:: WHAT IS REQUIRED ::
Images should be left out, and everything else in the listing reproduced exactly.

:: DATA EXTRACT ::
☆ ☆ ☆ ☆ ☆
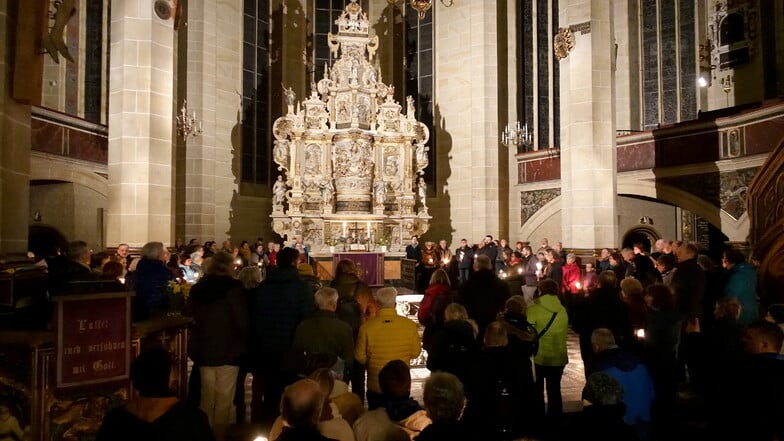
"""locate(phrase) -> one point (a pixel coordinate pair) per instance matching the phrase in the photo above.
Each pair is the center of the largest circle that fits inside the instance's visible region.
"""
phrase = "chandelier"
(516, 135)
(187, 125)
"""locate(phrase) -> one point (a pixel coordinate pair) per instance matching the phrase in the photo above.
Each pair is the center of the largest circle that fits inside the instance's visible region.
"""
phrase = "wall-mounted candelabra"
(517, 135)
(187, 125)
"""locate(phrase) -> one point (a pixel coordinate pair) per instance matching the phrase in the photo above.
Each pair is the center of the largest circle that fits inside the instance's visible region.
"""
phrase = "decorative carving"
(563, 43)
(349, 152)
(313, 159)
(734, 188)
(532, 201)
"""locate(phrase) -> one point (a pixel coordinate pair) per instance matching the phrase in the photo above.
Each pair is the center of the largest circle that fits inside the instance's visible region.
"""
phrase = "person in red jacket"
(434, 302)
(572, 282)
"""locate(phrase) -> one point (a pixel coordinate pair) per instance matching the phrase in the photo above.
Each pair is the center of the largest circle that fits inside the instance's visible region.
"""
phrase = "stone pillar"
(141, 108)
(213, 77)
(466, 114)
(588, 157)
(15, 125)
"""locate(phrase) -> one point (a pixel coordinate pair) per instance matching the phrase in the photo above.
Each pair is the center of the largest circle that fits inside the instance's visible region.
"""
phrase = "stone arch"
(735, 230)
(537, 219)
(650, 234)
(45, 169)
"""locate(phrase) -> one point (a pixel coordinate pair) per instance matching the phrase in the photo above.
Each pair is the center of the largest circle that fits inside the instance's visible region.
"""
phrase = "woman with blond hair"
(355, 305)
(431, 309)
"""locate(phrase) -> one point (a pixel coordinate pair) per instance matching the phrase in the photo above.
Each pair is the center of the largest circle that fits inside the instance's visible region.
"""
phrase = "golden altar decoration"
(351, 158)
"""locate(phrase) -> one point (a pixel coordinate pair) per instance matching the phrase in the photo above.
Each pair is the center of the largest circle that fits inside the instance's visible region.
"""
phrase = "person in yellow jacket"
(548, 316)
(384, 338)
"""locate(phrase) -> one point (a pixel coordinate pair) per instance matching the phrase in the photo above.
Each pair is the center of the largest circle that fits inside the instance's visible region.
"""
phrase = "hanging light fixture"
(187, 125)
(421, 6)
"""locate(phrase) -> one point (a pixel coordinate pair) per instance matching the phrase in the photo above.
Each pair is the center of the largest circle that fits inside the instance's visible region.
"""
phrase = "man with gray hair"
(384, 338)
(301, 407)
(324, 333)
(152, 276)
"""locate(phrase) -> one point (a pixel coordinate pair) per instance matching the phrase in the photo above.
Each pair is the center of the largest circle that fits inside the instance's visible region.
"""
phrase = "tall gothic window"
(256, 163)
(539, 94)
(419, 80)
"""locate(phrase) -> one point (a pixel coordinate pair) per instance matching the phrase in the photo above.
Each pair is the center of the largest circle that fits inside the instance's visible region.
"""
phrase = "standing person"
(155, 413)
(741, 284)
(572, 282)
(444, 398)
(554, 268)
(688, 282)
(324, 333)
(355, 306)
(123, 254)
(603, 263)
(465, 260)
(437, 297)
(662, 337)
(281, 302)
(484, 295)
(384, 338)
(551, 322)
(530, 275)
(219, 336)
(152, 276)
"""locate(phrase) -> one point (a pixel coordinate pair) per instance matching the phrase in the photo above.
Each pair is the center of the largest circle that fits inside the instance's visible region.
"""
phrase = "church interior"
(356, 125)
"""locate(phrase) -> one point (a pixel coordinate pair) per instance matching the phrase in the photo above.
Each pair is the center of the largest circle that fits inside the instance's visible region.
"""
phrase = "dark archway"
(646, 236)
(45, 241)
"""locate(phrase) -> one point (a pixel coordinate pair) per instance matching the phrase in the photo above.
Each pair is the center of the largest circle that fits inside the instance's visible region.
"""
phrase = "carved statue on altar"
(349, 151)
(422, 193)
(290, 95)
(380, 191)
(279, 194)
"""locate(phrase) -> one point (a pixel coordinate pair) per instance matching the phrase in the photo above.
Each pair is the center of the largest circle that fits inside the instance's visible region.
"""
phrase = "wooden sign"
(93, 339)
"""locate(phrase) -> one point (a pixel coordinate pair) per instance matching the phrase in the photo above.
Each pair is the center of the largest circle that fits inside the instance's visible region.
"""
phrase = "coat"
(552, 345)
(281, 302)
(384, 338)
(688, 284)
(324, 333)
(220, 328)
(484, 296)
(742, 285)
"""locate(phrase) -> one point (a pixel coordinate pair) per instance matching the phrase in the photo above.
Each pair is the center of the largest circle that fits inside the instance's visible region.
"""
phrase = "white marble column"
(141, 107)
(588, 157)
(466, 111)
(15, 150)
(212, 80)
☆ ☆ ☆ ☆ ☆
:: SOLUTION FOR THIS TASK ::
"""locate(phrase) -> one point (a pixel coordinate pair) per instance matching the phrase in the photo above.
Each pair is the center of the largest circle that fits inside the instance's visible region.
"""
phrase = "chandelier"
(516, 135)
(187, 125)
"""locate(phrase) -> one point (a pixel coordinate pair) per instance matching the phrase in the photo above.
Each pair is the center of the largest circle that fits inside the instance's visible region.
"""
phrase = "wall-mounted candelabra"
(517, 135)
(187, 125)
"""locate(phrase) -> one point (a pixel coordinate pair) per instance matching the phrase in the photo above.
Each pair is the center of the largest circle that fits inside the instance's visible region.
"""
phrase = "decorative carving"
(563, 43)
(349, 152)
(313, 159)
(734, 188)
(532, 201)
"""locate(phrase) -> one point (a pixel coordinate pair) per instance matching the phrase in the photo above.
Each pair is the center of the largest circle that fits inside the instance's visible region.
"""
phrase = "person in red jacket"
(434, 302)
(572, 282)
"""locate(phrase) -> one point (a pixel coordinate pair) per instance matching the phrase in the photo above.
Each pair is the center of the largest circle that fits inside the instance's visible region.
"""
phrase = "stone pillar"
(141, 108)
(213, 77)
(466, 114)
(588, 157)
(15, 125)
"""locate(phrase) -> one point (a pixel coordinate pair) per instance matching the phrase in the photo above.
Each pair is the center of the largest circle that fits inside the instance's visible region.
"""
phrase = "stone arch"
(735, 230)
(537, 219)
(650, 234)
(45, 169)
"""locate(phrase) -> one point (a pixel coordinate pair) per instance matching the phrase in the photo above.
Each pair is the center of the largest circle that fits inside the instance's visible region.
"""
phrase = "woman with blond hair"
(355, 305)
(431, 309)
"""locate(phrase) -> one point (a pixel coordinate pair) per instance matching the phrase in the photo above.
Each pair is the center of the largest circle that fits inside the instance's visible region.
"""
phrase = "golden altar decoration"
(351, 158)
"""locate(phrase) -> one point (a pixel coordinate pair) per instance matching the phrase in the photo above.
Each pair is the center of the largest circle that fits inside the instance's visible region.
"""
phrase = "person in yellow jacket"
(548, 316)
(384, 338)
"""locate(phrase) -> one point (a pixel coordinate pair) per instance matching the phrase in the photo above.
Each pair is the center of the largest circle that fits inside the instance's visible region.
"""
phrase = "hanging light fixture"
(187, 125)
(421, 6)
"""locate(phrase) -> one point (a pixel coordinate pair) per instance matching the phrase in the photo above.
Each pair is the center of the largest circle that fits inside the instance's visible region.
"""
phrase = "man with gray hair"
(384, 338)
(301, 407)
(324, 333)
(152, 276)
"""locate(phrase) -> one point (a pixel coordinate pair) per instance matching the phrase in the photo above.
Each pair is the center of the largest circle that fits inside the instance's visible region.
"""
phrase = "tall gothic window"
(256, 163)
(539, 94)
(419, 80)
"""locate(phrase) -> one point (a pixel coordinate pair) per instance matching the phrase in the photo above.
Each pair is the center of the largest circle that fits inside the instance's visible region.
"""
phrase = "standing person"
(155, 413)
(741, 284)
(572, 282)
(444, 398)
(554, 268)
(688, 282)
(324, 333)
(355, 306)
(123, 254)
(603, 263)
(465, 260)
(437, 297)
(662, 337)
(281, 302)
(484, 295)
(384, 338)
(551, 322)
(530, 275)
(219, 336)
(152, 276)
"""locate(phrase) -> one point (a pixel coordinate pair) per instance matching the phrase in the photo above.
Each pair is the center of the largest circle that fits inside the instance's visible region.
"""
phrase = "church interior"
(356, 125)
"""locate(phrase) -> one point (a pixel coordinate pair) per instance matching the phrase in the photo above.
Each pair is the center of the largest circle that fits inside the instance's visible region.
"""
phrase = "dark archway"
(646, 236)
(45, 241)
"""locate(phrase) -> one point (a pixel coordinate pair) per instance matching the phrase in the photo above.
Each pair is the center of the largest circle that fits inside the instance's visible region.
"""
phrase = "carved statue on altar"
(349, 151)
(422, 193)
(290, 95)
(380, 191)
(279, 194)
"""locate(phrase) -> one point (a pixel coordinate pair) per instance matching the phrase in the photo above.
Each pair is the center of the largest circle that fits inside the instance's visible region.
"""
phrase = "wooden sign"
(93, 339)
"""locate(phrase) -> one point (a pixel coordinate pair) per instance matching the phrase in the photo above.
Each pair is the center of the largest circle that fits inside the instance's visible region.
"""
phrase = "coat"
(552, 345)
(281, 302)
(384, 338)
(688, 284)
(324, 333)
(220, 328)
(484, 296)
(742, 285)
"""locate(phrase) -> one point (a pixel coordinate pair) per instance matching the phrase in the photo above.
Each pair is the center of the largest circle that fits inside the instance's visible region.
"""
phrase = "white marble column"
(141, 107)
(588, 157)
(466, 111)
(15, 150)
(212, 80)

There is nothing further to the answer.